Problem to solve:
Answer the following questions using the interview transcript, each on its own line.
(a) At which university is Doctor Kavalukas an assistant professor?
(b) Which patients does she say really need somebody who understands them and listens?
(c) To what two shapes does she compare the way the colon goes around the belly?

Selected text:
::::::::::
Doctor Kavalukas is now an assistant professor in the Division of Colon and Rectal Surgery in the Department of Surgery at the University of Louisville.
Doctor Kavalukas Sandy, thanks for being with us today.
>> Thanks for inviting me.
It's a pleasure to be here.
>> So tell me, somewhere out there, there's a young lady who's interested in getting into colon and rectal surgery.
So I've got to ask the question, why colorectal surgery?
And how did you get here?
>> Yeah, it's one of the few professions, I feel like, where we get to do a multitude of different operations.
They can range from small procedures that are hemorrhoidectomy based or colonoscopy based to anything as large as a rectal cancer or Crohn's disease.
So for me, it was really the variety of the different procedures that we do and kind of the lifestyle of of really having to think about every thing that you have and what options you can present to the patient.
And particularly, you know, a lot of the Crohn's disease patients really need somebody that understands them and listens.
And that kind of drew me to the profession in the beginning.
>> Yeah, but it's pu.
>> It is.
But you know what?
I always tell people my job when done correctly, is actually don't see stool because you've done your bowel prep before you show up for my surgery.
>> If you do it right, you don't have to look at.
>> It, correct?
>> Yes.
No look.
No touch, no see, no smell.
Exactly.
Gotcha.
So when we're talking about the colon and rectum, what are what are these parts and where are they located?
>> So the colon is it's basically a long tube that goes around your GI tract.
And I tell patients it goes around your, your belly like a picture frame or a question mark.
And basically your entire GI tract is one long tube.
And I also try to tell patients, you know, Shelbyville Road becomes Frankfort Road becomes something else.
And so different areas throughout this tube, it's just the same tube.
It's just named something different.
::::::::::
Study material:
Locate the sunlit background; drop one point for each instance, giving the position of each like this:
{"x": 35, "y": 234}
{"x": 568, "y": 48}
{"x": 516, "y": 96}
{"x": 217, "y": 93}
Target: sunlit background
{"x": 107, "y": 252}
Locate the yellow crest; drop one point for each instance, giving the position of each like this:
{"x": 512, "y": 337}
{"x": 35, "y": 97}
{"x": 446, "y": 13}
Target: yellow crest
::::::::::
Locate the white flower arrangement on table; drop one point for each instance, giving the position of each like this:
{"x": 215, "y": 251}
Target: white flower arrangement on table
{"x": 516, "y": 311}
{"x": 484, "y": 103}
::::::::::
Response:
(a) The University of Louisville.
(b) Crohn's disease patients.
(c) A picture frame or a question mark.